> **WHAT THE EXERCISE ASKS**:
The data below is to be repeated in full, exactly as given.

> **EXTRACTED ENTRIES**:
---
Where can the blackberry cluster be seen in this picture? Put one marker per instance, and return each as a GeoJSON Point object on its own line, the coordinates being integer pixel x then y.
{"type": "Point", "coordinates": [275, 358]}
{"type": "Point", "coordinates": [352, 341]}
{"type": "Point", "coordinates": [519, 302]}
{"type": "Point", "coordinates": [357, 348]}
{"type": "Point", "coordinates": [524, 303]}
---
> **ANSWER TO THIS EXERCISE**:
Where can the blackberry cluster be seen in this picture? Put one marker per instance, and return each as a GeoJSON Point object on its own line, the coordinates being integer pixel x then y.
{"type": "Point", "coordinates": [275, 358]}
{"type": "Point", "coordinates": [352, 341]}
{"type": "Point", "coordinates": [519, 302]}
{"type": "Point", "coordinates": [357, 348]}
{"type": "Point", "coordinates": [524, 303]}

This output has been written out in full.